• [THE PROBLEM]: Line by line, retype the material with nothing left out.

• [GIVEN INFORMATION]:

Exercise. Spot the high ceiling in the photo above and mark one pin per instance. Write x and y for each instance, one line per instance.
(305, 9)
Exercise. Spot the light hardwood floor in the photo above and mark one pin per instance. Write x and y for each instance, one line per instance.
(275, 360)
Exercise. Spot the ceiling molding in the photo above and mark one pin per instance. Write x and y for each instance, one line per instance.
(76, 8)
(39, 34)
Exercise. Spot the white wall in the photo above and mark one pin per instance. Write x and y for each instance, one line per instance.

• [SOLUTION TO THIS TASK]:
Exercise. Spot the high ceiling in the photo above and mark one pin per instance. Write x and y for each instance, one line per instance.
(305, 9)
Exercise. Spot the light hardwood floor in the photo above and mark one pin per instance. Write x and y for each instance, one line per instance.
(275, 360)
Exercise. Spot the ceiling molding in the photo above and mark one pin per instance. Write x and y for each instance, one line per instance.
(76, 8)
(39, 34)
Exercise. Spot the white wall in the photo above and mark one pin per instance. Write x and y for each instance, one line per instance.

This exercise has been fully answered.